We have always worked to protect the health information we receive. We're serious about our responsibility to ensure health information is secure and kept confidential. This responsibility predates the Health Insurance Portability and Accountability Act (HIPAA) and is backed up by confidentiality requirements in Colorado statutes. It’s also expressed in our internal policies and procedures.

HIPAA applies to health plans, medical providers billing electronically and clearinghouses. The Colorado Department of Public Health and Environment is not a health plan, provider billing electronically nor a clearinghouse and therefore is not directly covered under HIPAA. The department is a public health authority under the act:

Public health authority means an agency or authority of the United States, a state, a territory, a political subdivision of a state or territory, or an Indian tribe, or a person or entity acting under a grant of authority from or contract with such public agency, including the employees or agents of such public agency or its contractors or persons or entities to whom it has granted authority, that is responsible for public health matters as part of its official mandate.

HIPAA acknowledges the importance of public health in the law itself (Public Law 104-191):

Public Health. — Nothing in this part shall be construed to invalidate or limit the authority, power, or procedures established under any law providing for the reporting of disease or injury, child abuse, birth, or death, public health surveillance, or public health investigation or intervention.

In key areas of the Privacy Rule, HIPAA provides for reporting to public health authorities (§164.512 b):
 
for purposes of preventing or controlling disease, injury, disability, including but not limited to the reporting of disease, injury, vital events such as births or death and the conduct of public health surveillance, public health investigations and public health interventions… or for purposes of reporting child abuse or neglect

The public health reporting under this section must be to a public health authority authorized by law to collect the information, but the information does not have to be specifically mandated by law. Rather, it is enough that the public health authority’s authorizing statute permit the receipt of the information. Reporting to a public health authority is voluntary, not required.

Many public health activities also are provided for as “required by law,” §164.512 (a) or as part of health oversight activities, §164.512 (d), including nursing home surveillance and oversight of government benefit programs where health information is important to eligibility.

§164.514 (d)(3)(iii)(A) also allows a health plan, provider billing electronically or clearinghouse to accept the word of the public health authority that the information requested is the “minimum necessary.”

The department is indirectly covered under HIPAA as a business associate for a few programs. If a health plan, provider billing electronically or clearinghouse hires another agency to do work for it, and shares health information, the hired agency is a business associate. Business associates must take measures to protect the information they receive. The Prenatal Plus program, for instance, is a business associate of Medicaid, as Medicaid is covered under HIPAA.

********

*Explore the material:*
• A. Rewrite the paragraph in the text on HIPAA and public health that begins "The department is indirectly covered" as a bulleted list, keeping its main facts.
• B. Give every legal citation that appears in the text on HIPAA and public health, including the public law number and each section number.

********

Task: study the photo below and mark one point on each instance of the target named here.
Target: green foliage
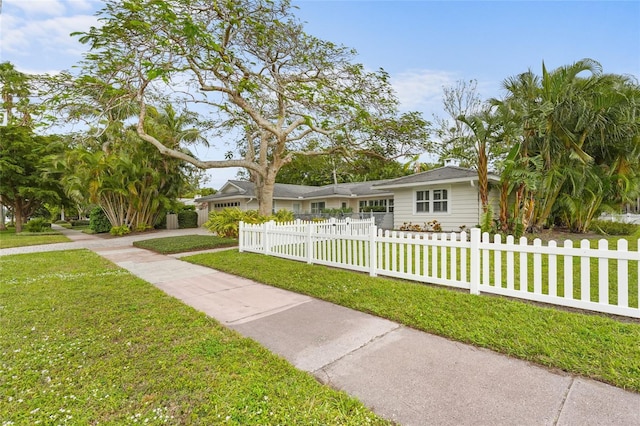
(356, 113)
(187, 219)
(283, 216)
(9, 238)
(120, 231)
(225, 223)
(38, 224)
(185, 243)
(26, 181)
(98, 221)
(606, 227)
(431, 226)
(142, 227)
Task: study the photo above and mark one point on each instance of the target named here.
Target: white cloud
(38, 7)
(421, 89)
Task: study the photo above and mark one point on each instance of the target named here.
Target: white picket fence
(555, 274)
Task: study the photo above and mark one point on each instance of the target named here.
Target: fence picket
(585, 273)
(603, 274)
(497, 262)
(510, 263)
(524, 270)
(537, 268)
(553, 270)
(568, 271)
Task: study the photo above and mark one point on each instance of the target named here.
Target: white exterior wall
(463, 207)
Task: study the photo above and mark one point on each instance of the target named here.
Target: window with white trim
(422, 201)
(432, 201)
(440, 201)
(317, 207)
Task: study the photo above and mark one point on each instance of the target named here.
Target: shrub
(98, 221)
(37, 224)
(80, 222)
(614, 228)
(284, 216)
(119, 231)
(187, 219)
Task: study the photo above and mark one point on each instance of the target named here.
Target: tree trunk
(264, 190)
(483, 178)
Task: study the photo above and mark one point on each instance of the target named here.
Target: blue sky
(424, 45)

********

*Response list:*
• A.
- For a few programs, the department is indirectly covered under HIPAA as a business associate.
- A business associate is an agency that a health plan, a provider billing electronically, or a clearinghouse hires to do work for it and shares health information with.
- Business associates must take measures to protect the information they receive.
- One example is the Prenatal Plus program, a business associate of Medicaid, because Medicaid is covered under HIPAA.

• B.
- Public Law 104-191
- §164.512 b
- §164.512 (a)
- §164.512 (d)
- §164.514 (d)(3)(iii)(A)